→ **Your task**
Return each line in the entries below that contains the string "tree". Uppercase and lowercase letters count as different.
--- begin Supplied data ---
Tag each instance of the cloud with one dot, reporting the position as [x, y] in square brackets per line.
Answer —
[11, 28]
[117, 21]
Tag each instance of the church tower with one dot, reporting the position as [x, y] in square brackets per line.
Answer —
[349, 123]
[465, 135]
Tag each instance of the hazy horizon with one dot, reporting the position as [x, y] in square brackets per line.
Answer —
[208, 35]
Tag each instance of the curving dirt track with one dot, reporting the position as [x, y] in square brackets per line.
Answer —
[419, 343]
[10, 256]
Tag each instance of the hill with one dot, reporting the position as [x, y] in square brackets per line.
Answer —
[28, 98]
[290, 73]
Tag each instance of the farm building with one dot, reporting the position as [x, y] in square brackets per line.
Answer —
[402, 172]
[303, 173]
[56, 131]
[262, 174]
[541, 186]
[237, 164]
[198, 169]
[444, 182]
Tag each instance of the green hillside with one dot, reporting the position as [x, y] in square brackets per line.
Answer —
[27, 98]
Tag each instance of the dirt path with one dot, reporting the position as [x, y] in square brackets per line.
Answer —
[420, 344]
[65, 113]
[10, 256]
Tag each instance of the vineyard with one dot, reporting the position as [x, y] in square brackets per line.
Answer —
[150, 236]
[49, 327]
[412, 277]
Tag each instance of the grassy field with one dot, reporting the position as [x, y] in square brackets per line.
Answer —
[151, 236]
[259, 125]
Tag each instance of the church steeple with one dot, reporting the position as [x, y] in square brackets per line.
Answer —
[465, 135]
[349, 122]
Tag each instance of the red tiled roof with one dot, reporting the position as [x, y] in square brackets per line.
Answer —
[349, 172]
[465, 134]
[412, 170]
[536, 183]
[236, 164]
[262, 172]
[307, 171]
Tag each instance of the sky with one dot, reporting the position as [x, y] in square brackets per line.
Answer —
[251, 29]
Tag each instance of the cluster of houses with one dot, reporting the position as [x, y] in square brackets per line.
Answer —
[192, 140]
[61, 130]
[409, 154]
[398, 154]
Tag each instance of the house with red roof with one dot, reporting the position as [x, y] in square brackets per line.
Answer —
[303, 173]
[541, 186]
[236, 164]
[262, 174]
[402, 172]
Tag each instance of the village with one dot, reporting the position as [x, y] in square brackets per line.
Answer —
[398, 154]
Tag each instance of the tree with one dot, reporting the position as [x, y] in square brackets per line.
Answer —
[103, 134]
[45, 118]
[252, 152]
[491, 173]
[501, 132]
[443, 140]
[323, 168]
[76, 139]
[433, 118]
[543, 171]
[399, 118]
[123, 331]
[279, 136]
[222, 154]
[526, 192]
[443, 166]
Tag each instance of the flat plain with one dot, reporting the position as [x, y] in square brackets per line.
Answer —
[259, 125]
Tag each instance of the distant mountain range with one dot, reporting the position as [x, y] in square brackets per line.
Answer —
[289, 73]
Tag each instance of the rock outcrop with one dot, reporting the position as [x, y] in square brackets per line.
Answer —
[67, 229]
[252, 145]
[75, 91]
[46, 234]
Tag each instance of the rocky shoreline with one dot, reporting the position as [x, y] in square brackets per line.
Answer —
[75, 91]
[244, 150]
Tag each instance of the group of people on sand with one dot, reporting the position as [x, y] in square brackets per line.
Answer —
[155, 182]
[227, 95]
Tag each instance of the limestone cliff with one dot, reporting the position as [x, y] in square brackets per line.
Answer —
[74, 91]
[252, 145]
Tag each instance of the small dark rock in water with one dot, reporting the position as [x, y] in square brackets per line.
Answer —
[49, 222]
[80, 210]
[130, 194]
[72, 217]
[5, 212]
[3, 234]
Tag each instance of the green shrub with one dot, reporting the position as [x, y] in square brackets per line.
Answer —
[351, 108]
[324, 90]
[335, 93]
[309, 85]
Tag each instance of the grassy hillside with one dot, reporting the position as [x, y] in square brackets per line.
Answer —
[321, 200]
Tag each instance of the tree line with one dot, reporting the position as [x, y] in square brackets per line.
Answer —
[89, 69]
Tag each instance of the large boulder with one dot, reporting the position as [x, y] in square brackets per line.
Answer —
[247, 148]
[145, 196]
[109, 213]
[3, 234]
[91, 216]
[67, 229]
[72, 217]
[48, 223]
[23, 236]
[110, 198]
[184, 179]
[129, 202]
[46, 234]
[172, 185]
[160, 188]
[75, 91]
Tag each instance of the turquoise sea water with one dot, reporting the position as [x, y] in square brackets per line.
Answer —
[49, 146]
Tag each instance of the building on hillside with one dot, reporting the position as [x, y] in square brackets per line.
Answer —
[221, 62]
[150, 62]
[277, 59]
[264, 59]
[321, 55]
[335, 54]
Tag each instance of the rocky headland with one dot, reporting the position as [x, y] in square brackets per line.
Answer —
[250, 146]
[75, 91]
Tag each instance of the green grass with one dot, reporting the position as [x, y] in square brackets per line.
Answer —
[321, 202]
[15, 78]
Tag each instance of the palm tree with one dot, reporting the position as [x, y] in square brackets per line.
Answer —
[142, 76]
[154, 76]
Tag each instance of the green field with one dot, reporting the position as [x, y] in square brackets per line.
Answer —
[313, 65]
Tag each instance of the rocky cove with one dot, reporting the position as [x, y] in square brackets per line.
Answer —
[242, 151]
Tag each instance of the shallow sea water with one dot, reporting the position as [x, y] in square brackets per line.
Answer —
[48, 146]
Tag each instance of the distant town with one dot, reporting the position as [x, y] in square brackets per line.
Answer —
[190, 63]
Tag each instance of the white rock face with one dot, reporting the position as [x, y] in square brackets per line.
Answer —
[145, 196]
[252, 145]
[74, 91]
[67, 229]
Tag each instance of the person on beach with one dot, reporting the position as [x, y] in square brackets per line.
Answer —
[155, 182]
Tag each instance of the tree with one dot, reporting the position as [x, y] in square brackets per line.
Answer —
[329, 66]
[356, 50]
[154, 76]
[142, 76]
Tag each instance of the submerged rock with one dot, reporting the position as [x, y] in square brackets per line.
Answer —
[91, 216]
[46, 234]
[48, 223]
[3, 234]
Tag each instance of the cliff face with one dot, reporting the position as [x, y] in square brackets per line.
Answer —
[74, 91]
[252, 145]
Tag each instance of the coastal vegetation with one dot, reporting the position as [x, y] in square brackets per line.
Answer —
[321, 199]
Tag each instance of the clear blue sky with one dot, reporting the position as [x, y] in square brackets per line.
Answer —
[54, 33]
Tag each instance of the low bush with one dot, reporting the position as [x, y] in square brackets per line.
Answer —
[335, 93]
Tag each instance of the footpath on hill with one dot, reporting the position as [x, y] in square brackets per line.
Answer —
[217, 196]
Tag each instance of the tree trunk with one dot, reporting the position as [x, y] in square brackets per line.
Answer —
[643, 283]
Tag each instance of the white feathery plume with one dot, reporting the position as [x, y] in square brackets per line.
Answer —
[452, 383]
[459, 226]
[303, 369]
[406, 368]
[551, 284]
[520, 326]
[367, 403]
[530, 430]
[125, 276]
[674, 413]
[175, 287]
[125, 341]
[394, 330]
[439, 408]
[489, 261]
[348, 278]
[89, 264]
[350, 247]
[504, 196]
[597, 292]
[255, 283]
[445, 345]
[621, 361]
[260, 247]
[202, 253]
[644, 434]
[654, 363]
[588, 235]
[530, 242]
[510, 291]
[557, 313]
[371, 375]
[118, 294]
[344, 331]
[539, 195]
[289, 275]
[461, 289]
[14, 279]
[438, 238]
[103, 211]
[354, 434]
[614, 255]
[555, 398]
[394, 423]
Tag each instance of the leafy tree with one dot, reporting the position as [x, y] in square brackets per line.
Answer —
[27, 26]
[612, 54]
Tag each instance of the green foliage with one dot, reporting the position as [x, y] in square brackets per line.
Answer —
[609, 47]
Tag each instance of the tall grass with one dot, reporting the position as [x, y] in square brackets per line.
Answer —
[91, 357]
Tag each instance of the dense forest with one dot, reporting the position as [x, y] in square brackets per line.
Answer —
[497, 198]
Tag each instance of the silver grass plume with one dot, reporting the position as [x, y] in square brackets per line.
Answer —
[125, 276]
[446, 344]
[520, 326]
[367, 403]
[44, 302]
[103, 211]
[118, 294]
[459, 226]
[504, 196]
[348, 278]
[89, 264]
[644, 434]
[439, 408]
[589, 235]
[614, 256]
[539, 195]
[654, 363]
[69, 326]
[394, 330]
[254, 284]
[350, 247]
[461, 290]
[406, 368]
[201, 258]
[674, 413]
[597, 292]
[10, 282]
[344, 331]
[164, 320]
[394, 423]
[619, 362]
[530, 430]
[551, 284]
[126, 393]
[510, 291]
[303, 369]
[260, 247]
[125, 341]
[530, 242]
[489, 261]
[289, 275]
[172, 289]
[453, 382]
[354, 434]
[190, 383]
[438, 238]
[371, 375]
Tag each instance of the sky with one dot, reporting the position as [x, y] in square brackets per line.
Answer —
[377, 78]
--- end Supplied data ---
→ **Output of the exercise**
Tag each instance of the tree with one dot, reporting the position as [x, y] in square brackets per line.
Tag each instance of the tree line with one dot, reporting the position as [x, y] in square brackets per line.
Tag each instance of the palm tree with one dot, reporting the position as [x, y] in square brackets per line.
Tag each instance of the tree with one dot, reporting the position as [x, y] in square brackets per line.
Tag each instance of the tree trunk with one dot, reporting the position as [x, y] in square brackets per line.
Tag each instance of the leafy tree with one dot, reporting the position as [x, y] in square brackets per line.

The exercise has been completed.